# [Supplied information]
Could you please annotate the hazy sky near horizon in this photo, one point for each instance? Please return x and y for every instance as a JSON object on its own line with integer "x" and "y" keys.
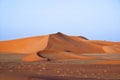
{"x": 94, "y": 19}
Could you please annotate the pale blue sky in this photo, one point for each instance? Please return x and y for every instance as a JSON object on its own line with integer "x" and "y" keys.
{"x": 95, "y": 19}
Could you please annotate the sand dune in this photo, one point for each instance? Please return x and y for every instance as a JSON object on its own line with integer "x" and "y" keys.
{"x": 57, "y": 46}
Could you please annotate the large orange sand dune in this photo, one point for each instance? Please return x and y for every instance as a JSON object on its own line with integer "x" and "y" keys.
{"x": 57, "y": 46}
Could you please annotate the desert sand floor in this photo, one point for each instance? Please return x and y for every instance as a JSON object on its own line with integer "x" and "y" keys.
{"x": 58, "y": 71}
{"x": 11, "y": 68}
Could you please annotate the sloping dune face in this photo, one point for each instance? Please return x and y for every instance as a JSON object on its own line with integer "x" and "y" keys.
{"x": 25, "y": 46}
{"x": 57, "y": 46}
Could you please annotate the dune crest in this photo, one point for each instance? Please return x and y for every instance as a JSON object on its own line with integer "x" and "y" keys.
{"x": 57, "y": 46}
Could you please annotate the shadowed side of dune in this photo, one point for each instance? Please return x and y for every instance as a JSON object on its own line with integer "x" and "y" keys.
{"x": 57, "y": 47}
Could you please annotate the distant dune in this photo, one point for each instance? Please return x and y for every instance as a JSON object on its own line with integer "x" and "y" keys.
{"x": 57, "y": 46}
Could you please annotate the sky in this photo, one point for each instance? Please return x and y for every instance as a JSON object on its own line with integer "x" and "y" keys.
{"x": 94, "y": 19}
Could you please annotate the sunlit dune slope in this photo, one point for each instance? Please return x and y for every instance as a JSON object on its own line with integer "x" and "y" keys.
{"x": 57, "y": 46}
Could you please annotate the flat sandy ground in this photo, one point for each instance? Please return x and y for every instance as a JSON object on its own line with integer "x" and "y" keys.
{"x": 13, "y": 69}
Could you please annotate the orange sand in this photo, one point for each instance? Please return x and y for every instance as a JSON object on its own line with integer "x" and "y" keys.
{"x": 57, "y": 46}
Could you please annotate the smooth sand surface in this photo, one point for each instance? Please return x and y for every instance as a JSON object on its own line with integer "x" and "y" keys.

# [Exercise task]
Output every entry word for word, but omit the pictures.

# [Solution to the exercise]
Could you please annotate the hazy sky near horizon in this photo, one point for each instance? Please return x and y for every instance as a JSON object on its own line with integer "x" and "y" keys.
{"x": 94, "y": 19}
Could you please annotate the pale blue sky in this photo, one point for each instance? Please return x and y for every instance as a JSON object on its own line with integer "x" and "y" keys.
{"x": 95, "y": 19}
Could you please annotate the sand dune in this photo, one point for each instance? Please return x and y for every instance as a JSON object on its own line with integer "x" and "y" keys.
{"x": 57, "y": 46}
Could you please annotate the large orange sand dune in this photo, one point for each instance? Please return x and y for every instance as a JSON object on its own line with integer "x" and "y" keys.
{"x": 57, "y": 46}
Could you please annotate the desert sand floor in this photo, one point for each instance? Please return x and y for every instance as a JSON object on its own line with integer "x" and "y" keys.
{"x": 58, "y": 71}
{"x": 11, "y": 68}
Could you please annotate the sloping dune face in this photo, one point for each instance? Please return x and y for every instance as a JSON object on its own line with integer "x" and "y" keys.
{"x": 25, "y": 46}
{"x": 57, "y": 46}
Could you please annotate the dune crest in this photo, one point for each instance? Please return x and y for every instance as a JSON object on its own line with integer "x" and "y" keys.
{"x": 57, "y": 46}
Could you please annotate the shadowed side of dune in this photo, one point for each instance? Please return x and y for every instance as a JSON object on its own line with integer "x" and "y" keys.
{"x": 57, "y": 47}
Could you please annotate the distant dune in this photo, one point for each instance? Please return x and y for every instance as a JSON object on its own line with integer "x" and "y" keys.
{"x": 57, "y": 46}
Could you please annotate the sky in this photo, one point for each instance? Please return x and y for every instance as a JSON object on its own line with integer "x" and "y" keys.
{"x": 94, "y": 19}
Could you please annotate the sunlit dune slope in this photo, one point for each instance? Please return x and y for every instance as a JSON object on its own line with integer "x" and "y" keys.
{"x": 57, "y": 46}
Could you please annotate the flat sandy ground in this photo, one point for each instance? Please return x and y for every instance as a JSON object on its own line with integer "x" and "y" keys.
{"x": 13, "y": 69}
Could you please annotate the orange sand in this photo, one point for each instance? Please return x and y for every instance as a JSON object on its own line with integer "x" and "y" keys.
{"x": 57, "y": 46}
Could you please annotate the smooth sand surface in this photo, one point for each instance? Please return x and y for every instance as a JSON object on its own line with integer "x" and "y" keys.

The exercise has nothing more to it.